### Tasks and exercises
1 – According to the text on adoptive cell therapy in cancer, which cytokine has been explored for its lower toxicity profile to enhance CAR T-cell persistence?
2 – From the text on adoptive cell therapy in cancer, take the part that opens with the words containing "Radiation therapy (RT)" and closes with "neoantigen expression [6].", and swap "immunogenic cell death" for "tumor cell lysis" as you give it again.
3 – Please resume the text on adoptive cell therapy in cancer after its last sentence.

** Text for analysis follows **

ACT involves the transfer of autologous or allogeneic immune cells, such as T cells, into cancer patients to recognize and eliminate tumor cells. The most common forms of ACT include chimeric antigen receptor (CAR) T-cell therapy, tumor-infiltrating lymphocytes (TILs), and T-cell receptor (TCR)-engineered T cells. Despite their success in hematologic cancers, these therapies face obstacles in solid tumors due to antigen loss, physical barriers, and immune suppression [2].

Immune checkpoint inhibitors (ICIs) such as programmed cell death protein-1 (PD-1) and cytotoxic T-lymphocyte-associated antigen-4 (CTLA-4) blockers have revolutionized cancer therapy. These inhibitors help reinvigorate T cells and prevent immune exhaustion. Studies have shown that combining PD-1/PD-L1 inhibitors with CAR T-cell therapy enhances persistence and tumor infiltration, overcoming immune suppression in solid tumors [3].

Cytokines, such as interleukin-2 (IL-2), IL-7, and IL-15, play a crucial role in T-cell expansion and survival. IL-2 is commonly used in ACT to boost T-cell proliferation, but its high toxicity limits its widespread application. IL-15, with a lower toxicity profile, has been explored to enhance CAR T-cell persistence and function, improving response rates in patients [4].

Targeted small-molecule inhibitors can modulate the tumor microenvironment (TME) and improve ACT efficacy. For instance, Bruton’s tyrosine kinase (BTK) inhibitors, such as ibrutinib, have been shown to enhance CAR T-cell expansion and persistence by reducing immune suppressive signals. Similarly, BRAF/MEK inhibitors can sensitize tumors to ACT by reducing tumor cell resistance [5].

Radiation therapy (RT) can increase tumor antigen presentation and recruit immune cells, making tumors more susceptible to ACT. Preclinical studies have demonstrated that localized RT can improve CAR T-cell infiltration and effectiveness by inducing immunogenic cell death and enhancing neoantigen expression [6].

Oncolytic viruses (OVs) selectively infect and kill tumor cells while stimulating an immune response. OVs can enhance ACT efficacy by modulating the TME, increasing antigen release, and promoting immune cell infiltration. Clinical trials combining OVs with CAR T-cell therapy have shown improved tumor regression and prolonged responses in solid tumors [7].

** End of Text for analysis **
** Given data follows **

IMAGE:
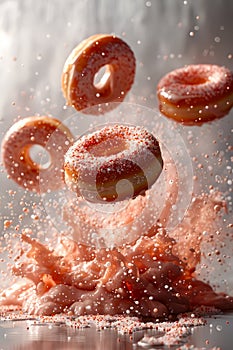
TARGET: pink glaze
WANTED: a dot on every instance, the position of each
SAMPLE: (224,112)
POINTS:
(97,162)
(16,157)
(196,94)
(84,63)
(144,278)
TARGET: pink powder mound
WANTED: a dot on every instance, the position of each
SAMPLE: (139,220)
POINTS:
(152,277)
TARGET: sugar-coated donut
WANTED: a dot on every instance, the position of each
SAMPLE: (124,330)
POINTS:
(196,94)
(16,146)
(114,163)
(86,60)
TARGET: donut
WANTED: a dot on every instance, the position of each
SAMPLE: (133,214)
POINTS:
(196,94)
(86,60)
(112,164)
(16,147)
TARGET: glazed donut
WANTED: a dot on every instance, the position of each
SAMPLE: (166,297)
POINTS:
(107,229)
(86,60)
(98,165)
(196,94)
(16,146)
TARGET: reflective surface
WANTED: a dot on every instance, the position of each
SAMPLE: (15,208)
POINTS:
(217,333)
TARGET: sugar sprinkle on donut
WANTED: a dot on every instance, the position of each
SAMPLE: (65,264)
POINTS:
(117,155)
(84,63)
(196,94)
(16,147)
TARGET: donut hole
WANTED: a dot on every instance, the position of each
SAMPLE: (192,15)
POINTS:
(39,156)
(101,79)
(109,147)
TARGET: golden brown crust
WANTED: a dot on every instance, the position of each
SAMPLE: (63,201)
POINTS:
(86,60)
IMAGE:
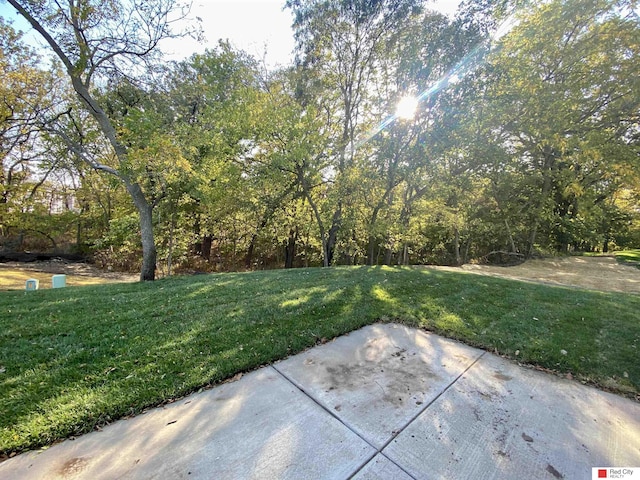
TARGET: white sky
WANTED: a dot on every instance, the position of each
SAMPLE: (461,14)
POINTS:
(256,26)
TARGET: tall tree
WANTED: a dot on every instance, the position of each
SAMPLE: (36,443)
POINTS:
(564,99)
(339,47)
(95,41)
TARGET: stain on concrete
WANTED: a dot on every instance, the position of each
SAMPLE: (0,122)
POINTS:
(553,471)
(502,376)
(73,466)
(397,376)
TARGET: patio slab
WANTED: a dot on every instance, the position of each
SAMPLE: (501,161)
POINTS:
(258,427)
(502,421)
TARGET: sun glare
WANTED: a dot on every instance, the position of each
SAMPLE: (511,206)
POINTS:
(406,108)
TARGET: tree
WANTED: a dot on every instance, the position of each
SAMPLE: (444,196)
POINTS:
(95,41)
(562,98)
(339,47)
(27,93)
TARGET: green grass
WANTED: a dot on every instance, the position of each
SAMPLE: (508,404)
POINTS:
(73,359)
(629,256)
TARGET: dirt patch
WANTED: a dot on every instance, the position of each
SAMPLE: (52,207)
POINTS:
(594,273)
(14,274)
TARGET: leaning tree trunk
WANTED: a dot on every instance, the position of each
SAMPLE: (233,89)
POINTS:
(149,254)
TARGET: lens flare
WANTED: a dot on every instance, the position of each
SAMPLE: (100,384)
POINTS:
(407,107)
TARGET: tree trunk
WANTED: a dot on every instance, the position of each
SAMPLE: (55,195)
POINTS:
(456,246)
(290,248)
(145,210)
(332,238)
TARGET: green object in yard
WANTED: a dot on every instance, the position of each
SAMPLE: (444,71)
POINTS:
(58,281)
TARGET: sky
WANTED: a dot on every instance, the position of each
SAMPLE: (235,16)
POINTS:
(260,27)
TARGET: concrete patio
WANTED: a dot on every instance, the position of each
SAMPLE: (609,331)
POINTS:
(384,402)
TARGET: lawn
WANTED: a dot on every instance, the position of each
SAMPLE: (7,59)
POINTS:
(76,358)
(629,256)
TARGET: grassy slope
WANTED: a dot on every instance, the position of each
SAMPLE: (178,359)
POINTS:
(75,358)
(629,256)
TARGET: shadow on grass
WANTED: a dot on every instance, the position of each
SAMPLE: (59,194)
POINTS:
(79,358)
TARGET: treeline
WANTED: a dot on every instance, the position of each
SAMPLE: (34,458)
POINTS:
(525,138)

** End of Given data **

### Answers for the exercise
1 – IL-15

2 –
Radiation therapy (RT) can increase tumor antigen presentation and recruit immune cells, making tumors more susceptible to ACT. Preclinical studies have demonstrated that localized RT can improve CAR T-cell infiltration and effectiveness by inducing tumor cell lysis and enhancing neoantigen expression [6].

3 –
The metabolic state of T cells plays a crucial role in their persistence and function. Enhancing mitochondrial function and glucose metabolism can improve T-cell survival. Strategies such as the use of metformin or PGC-1α overexpression have been explored to enhance CAR T-cell function, leading to improved responses in preclinical studies [8].

Epigenetic reprogramming can enhance T-cell function and tumor recognition. Histone deacetylase (HDAC) inhibitors and DNA methyltransferase inhibitors have been investigated to improve the efficacy of ACT by increasing tumor antigen expression and T-cell persistence [9].

Bispecific T-cell engagers (BiTEs) can direct T cells to tumor cells by recognizing two different antigens simultaneously. Combining BiTEs with ACT can enhance tumor recognition and elimination, especially in tumors with antigen heterogeneity. Nanotechnology-based drug delivery systems have been explored to enhance ACT. Nanoparticles carrying immune-stimulating molecules, cytokines, or checkpoint inhibitors can improve T-cell activation and targeting [10].

Conclusion

Combination therapies represent a promising strategy for overcoming ACT’s limitations and improving its clinical efficacy. Integrating immune checkpoint inhibitors, cytokine support, targeted therapies, radiotherapy, oncolytic viruses, metabolic reprogramming, and other innovative approaches can enhance ACT’s durability and response rates. Continued research and clinical trials are essential to optimize these combinations and develop personalized treatment strategies.